- [ЗАДАНИЕ]:
Продолжите отрывок о дороге в мифопоэтических представлениях, начав сразу после его последнего предложения.

Дорогой владеют лишь те, кто владеет способом мгновенного или очень быстрого перемещения. Это, например, обыда́, спасающая солдата от 25-летней службы в рекрутах, или волшебные кони батыров. И о тех и о других речь шла выше.
Вотячка.
The New York Public Library Digital Collections
В мифопоэтическом сознании поражает легкость, естественность, с которой происходят любые превращения и перевоплощения, и в частности с дорогой. Лежащая в этом мире дорога почти незаметно превращается в дорогу на тот свет, переходя из горизонтальной плоскости в вертикальную. По земной дороге можно прийти на небо, особенно если дойдешь до радуги, пьющей воду из реки (радуга – вуюӥсь – букв. «пьющая воду»), можно просто попасть на кладбище, зайти в пустую баню, проходить мимо лога, через который перекинуты мостки, и попасть к умершей свояченице, вожо́ или поймать чью-то брошенную в овраге болезнь. Потому что в овраге, согласно верованиям, обитали зловредные духи-кутӥсь, «хватающие» проходящих и насылающие на них различные болезни. Намек на то, что такая ситуация может произойти, – в ее отрицании, в представлении возможной этой невообразимой ситуации: «Сколько ни старайся, никогда не поставишь (Дорога)» [Первухин, 1888–3: 72]; «Кабы я встала – до неба бы дотронулась, если б руки-ноги были – вора бы связала, если бы рот и глаза – все бы сказала (Дорога)» [УФ, 1982: 126].
Образ бесконечной дороги позволяет воспринимать ее как вневременной универсальный канал связи. Эта «бесконечная веревка» останется даже тогда, когда кончится мир.

- [СТРОКИ ДАННЫХ]:
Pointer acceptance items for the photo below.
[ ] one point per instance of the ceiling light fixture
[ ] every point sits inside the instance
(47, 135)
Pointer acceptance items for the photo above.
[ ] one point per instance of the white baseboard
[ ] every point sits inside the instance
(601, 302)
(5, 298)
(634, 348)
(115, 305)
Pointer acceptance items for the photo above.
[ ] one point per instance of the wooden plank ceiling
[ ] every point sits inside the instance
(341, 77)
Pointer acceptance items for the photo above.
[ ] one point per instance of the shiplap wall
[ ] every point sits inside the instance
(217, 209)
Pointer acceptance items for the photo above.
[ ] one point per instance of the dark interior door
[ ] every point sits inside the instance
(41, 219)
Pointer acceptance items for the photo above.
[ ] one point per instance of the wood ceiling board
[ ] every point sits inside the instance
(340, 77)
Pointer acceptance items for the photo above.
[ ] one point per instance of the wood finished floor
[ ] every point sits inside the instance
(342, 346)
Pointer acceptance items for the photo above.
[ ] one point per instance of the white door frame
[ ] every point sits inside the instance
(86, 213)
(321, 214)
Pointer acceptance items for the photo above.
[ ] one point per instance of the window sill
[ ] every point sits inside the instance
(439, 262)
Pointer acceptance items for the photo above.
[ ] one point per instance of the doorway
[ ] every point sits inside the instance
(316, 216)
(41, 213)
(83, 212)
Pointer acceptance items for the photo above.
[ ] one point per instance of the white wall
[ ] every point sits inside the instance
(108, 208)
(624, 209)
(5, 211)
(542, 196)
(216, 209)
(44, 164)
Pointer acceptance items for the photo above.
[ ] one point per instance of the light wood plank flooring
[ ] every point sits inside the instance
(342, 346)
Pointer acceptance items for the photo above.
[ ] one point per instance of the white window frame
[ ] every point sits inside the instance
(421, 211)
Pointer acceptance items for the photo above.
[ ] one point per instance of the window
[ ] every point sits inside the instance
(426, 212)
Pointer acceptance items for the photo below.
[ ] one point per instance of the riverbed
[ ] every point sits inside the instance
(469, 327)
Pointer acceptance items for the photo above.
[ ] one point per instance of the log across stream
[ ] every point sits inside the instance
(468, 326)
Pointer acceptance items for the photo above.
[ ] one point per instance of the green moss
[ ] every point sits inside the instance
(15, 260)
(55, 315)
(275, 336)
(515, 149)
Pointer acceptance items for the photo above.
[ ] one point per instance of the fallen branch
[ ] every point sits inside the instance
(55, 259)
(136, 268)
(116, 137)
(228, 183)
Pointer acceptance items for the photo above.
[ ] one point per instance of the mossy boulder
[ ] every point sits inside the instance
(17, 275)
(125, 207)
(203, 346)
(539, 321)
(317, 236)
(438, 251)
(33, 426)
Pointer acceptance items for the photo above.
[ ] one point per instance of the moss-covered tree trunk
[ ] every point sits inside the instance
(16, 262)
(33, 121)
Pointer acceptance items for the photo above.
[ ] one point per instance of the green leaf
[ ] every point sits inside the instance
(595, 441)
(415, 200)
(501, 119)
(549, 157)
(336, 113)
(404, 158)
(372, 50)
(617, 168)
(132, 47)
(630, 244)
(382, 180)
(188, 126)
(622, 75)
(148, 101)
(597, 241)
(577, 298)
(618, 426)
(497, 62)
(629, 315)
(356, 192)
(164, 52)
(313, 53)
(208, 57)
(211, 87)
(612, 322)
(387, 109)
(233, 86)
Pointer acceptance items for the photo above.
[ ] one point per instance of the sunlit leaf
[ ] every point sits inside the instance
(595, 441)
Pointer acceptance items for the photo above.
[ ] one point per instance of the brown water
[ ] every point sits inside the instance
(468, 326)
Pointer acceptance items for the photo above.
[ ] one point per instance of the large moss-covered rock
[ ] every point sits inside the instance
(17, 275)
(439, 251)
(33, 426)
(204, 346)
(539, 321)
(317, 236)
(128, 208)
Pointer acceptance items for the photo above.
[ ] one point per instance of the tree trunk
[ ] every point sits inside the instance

- [ОТВЕТ]:
Представления о реке (шур) как связующем звене между верхним, средним и нижним, потусторонним мирами выражались в том, что народное сознание прочно увязывало верхний мир богов с истоками, верхним течением реки (шур йыл) и, как правило, южным (лымшор) направлением; нижний мир предков и духов с нижним течением реки и, как правило, с северным (уйпал) направлением. С севера и запада (шунды пуксён) или снизу (шур уллапал), от устья, могли прийти болезни, которые необходимо было проводить туда, откуда пришли. В этом случае не просто просили реку, Мать воды, очистить человека, но отправляли болезнь обратно. Эта же просьба могла носить профилактический характер, особенно в цикл весенних молений йö келян – «проводов льда» или далее перед посевом:
«Невысыхающие матушки (Чепца и Пызеп. – М. С.), по течению вод своих проводите всякую болезнь» [Первухин, 1888–3: 10].
«Матушка Чепца [Чупчи-мумы]… от приходящих сверху поветрий-ветров спаси» [Первухин, 1888–3: 25–26].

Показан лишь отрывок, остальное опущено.